## DESCRIPTION OF THE TASK
Continue the text below on Medicare patient complaints, starting right after its last sentence.

## DOCUMENT EXCERPT

........

A Medicare patient who is unhappy with the care received can take steps to gain resolution. A complaint must be responded to and complaints can be tracked as part of quality improvement.


According to CMS, a complaint may be a grievance or an appeal and is any expression of dissatisfaction with care received by the patient.


A grievance is any complaint or dispute related to the manner in which health care services were given. These may range from minor to major problems. Excluded are disputes related to organization determination, which is handled by appeal. A grievance exists regardless of a request for remedial action.

........

## EXTRACTED MATERIAL
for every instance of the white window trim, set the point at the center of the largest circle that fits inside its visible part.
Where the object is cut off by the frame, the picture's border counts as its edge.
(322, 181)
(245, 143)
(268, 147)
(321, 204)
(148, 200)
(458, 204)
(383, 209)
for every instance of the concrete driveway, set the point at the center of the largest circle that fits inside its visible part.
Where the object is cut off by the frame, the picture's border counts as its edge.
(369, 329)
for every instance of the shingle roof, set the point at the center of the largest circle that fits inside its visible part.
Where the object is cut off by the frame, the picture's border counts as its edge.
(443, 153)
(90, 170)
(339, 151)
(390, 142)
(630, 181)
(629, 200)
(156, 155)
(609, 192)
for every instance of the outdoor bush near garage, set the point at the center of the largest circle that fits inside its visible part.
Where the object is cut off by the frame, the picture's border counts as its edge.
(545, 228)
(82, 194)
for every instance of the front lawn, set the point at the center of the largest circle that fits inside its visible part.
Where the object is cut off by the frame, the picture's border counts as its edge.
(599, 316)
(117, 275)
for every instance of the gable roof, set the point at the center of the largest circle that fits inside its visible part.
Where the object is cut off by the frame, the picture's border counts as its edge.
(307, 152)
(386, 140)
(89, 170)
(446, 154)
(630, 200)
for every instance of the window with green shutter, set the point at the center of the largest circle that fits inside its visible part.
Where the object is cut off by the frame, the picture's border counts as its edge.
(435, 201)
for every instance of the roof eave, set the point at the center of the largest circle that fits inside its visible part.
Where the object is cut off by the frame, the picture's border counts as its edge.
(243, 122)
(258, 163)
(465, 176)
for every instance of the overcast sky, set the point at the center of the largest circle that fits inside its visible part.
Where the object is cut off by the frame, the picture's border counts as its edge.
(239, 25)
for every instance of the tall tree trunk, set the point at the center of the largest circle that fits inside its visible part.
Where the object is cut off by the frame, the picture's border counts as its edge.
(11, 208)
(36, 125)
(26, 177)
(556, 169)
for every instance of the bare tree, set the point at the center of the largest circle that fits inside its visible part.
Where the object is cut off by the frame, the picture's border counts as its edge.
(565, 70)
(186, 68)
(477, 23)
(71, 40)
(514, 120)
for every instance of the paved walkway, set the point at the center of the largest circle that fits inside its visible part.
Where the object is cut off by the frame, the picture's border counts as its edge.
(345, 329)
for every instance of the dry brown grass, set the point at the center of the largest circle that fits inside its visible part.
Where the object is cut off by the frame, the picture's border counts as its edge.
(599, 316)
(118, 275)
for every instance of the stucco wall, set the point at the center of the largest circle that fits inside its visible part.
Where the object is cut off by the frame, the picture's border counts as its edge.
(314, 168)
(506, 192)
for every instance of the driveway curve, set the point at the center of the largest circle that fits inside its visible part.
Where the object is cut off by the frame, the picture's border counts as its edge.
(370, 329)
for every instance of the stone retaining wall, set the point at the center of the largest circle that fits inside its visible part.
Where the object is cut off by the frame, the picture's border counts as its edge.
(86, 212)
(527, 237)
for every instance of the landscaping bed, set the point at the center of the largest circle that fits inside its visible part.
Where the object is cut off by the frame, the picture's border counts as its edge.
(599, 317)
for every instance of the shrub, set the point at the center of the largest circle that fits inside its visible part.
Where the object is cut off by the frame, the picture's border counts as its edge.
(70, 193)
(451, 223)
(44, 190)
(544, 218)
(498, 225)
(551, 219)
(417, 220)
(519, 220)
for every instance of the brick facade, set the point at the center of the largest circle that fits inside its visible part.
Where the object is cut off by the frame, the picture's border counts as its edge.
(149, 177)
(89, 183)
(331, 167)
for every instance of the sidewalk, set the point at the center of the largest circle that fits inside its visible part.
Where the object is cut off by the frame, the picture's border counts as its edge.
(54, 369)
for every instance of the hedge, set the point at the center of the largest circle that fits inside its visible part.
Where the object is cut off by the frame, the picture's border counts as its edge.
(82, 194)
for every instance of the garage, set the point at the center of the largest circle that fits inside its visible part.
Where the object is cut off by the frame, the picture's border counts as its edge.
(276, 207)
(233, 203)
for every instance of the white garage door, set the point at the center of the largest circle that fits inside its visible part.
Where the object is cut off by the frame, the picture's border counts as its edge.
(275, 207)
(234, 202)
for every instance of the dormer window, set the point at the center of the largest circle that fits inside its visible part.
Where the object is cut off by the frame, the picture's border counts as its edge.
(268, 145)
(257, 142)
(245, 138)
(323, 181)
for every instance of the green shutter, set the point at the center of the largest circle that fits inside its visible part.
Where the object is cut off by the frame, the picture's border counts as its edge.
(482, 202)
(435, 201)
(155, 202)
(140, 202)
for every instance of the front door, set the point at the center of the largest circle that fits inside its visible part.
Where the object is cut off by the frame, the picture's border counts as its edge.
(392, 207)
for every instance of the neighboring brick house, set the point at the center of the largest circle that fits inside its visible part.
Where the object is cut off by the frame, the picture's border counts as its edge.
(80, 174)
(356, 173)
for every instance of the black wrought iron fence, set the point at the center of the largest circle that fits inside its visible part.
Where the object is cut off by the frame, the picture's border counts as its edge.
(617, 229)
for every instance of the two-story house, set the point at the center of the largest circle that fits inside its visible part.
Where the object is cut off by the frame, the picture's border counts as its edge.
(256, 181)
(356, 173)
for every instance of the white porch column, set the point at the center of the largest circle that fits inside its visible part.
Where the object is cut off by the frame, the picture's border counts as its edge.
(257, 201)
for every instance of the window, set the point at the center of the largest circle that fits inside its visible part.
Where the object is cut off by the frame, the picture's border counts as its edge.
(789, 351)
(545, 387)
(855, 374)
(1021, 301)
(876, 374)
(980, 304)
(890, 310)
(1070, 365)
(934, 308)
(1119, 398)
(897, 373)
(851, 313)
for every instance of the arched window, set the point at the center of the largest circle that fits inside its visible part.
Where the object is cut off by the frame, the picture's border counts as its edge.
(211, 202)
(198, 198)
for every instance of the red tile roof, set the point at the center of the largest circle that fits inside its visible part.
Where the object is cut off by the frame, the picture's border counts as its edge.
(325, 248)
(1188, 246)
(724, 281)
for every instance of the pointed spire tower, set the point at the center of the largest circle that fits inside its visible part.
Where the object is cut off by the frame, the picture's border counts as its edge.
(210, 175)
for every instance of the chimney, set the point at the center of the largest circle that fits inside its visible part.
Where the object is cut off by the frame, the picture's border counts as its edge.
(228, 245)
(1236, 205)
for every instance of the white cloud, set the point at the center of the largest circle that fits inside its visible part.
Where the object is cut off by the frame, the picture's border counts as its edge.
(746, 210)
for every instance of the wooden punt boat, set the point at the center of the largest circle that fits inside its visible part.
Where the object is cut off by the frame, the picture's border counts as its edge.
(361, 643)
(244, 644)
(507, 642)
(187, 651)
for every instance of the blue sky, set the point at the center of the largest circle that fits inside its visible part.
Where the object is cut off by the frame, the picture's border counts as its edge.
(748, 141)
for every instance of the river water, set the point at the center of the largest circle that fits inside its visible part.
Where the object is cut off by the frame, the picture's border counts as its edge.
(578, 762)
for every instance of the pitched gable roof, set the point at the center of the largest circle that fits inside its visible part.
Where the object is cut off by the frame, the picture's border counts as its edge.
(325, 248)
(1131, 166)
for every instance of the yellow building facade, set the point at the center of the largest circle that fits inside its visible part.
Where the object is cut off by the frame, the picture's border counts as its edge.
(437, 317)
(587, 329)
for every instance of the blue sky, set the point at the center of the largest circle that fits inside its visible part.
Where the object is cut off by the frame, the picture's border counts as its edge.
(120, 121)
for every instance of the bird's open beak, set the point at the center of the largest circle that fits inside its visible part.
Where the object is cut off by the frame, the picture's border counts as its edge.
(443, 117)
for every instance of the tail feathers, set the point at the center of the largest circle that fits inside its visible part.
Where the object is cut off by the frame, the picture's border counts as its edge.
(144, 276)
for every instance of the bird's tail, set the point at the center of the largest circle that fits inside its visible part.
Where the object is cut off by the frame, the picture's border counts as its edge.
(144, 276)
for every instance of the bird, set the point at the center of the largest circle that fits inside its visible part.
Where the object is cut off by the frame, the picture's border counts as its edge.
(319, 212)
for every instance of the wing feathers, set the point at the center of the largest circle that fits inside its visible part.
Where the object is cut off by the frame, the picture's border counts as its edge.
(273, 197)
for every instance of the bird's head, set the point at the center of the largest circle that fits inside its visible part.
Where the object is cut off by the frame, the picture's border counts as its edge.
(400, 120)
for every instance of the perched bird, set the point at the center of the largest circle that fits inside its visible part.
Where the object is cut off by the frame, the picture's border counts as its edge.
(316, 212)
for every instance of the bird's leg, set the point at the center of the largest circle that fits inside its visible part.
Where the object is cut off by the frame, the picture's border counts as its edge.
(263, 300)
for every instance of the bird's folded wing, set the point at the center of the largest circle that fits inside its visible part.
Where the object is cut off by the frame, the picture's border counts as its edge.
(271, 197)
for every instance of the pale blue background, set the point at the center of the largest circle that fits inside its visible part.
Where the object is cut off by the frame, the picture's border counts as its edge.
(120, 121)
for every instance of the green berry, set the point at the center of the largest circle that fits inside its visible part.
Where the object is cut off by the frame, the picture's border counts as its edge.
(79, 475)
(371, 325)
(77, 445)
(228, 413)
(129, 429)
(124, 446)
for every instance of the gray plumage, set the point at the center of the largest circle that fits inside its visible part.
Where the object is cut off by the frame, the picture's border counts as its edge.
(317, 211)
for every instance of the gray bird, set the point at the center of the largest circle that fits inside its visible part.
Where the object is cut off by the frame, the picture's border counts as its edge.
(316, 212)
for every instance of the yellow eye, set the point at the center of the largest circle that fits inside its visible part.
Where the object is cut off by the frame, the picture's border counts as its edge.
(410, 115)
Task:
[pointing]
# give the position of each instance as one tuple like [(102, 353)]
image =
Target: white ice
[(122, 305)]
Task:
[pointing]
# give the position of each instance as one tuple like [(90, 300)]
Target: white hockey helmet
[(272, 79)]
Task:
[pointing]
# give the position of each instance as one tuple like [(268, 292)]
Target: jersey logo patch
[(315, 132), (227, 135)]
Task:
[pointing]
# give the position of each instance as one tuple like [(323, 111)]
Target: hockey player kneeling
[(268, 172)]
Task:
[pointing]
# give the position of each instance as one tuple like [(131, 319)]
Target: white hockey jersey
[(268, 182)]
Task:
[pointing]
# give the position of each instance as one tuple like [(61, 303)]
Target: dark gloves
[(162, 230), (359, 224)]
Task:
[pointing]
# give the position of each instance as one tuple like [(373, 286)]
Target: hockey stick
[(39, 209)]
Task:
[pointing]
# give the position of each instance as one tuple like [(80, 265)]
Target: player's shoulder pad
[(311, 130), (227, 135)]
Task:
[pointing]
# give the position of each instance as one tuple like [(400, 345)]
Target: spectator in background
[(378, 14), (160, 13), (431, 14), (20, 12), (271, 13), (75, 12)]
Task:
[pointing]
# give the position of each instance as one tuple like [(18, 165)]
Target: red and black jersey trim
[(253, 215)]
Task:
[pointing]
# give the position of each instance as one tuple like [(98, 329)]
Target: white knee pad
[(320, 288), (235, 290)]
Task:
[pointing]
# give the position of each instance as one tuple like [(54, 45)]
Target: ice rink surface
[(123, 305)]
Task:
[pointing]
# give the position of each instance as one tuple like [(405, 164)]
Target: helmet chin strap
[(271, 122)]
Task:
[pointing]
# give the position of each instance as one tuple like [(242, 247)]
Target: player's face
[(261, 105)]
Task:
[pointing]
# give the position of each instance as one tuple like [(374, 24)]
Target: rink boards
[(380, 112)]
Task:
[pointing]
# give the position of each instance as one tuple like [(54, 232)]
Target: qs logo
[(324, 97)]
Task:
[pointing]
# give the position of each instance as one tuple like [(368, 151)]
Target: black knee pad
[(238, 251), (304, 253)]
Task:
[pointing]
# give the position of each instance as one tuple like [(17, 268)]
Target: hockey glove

........

## TASK ANSWER
Examples of grievances may include:

(1) inappropriate behavior of a doctor or provider

(2) unacceptable quality of care given by a provider or hospital

(3) drug error

(4) unnecessary or inappropriate treatment

(5) excessive delay in care

(6) being discharged from a hospital too soon

(7) incomplete or inadequate discharge instructions

(8) claim of abuse

(9) unsafe conditions

(10) unclean conditions


In practice a hospital may call a minor issue that can be easily resolved a complaint and a major issue a grievance. This is not a distinction made by CMS.


A grievance can be filed in writing or orally up to 60 days after the event.


An appeal is submitted when an enrollee is denied a service (plan refuses to cover a service, supply or prescription) AND the enrollee believes that s/he is entitled to receive it.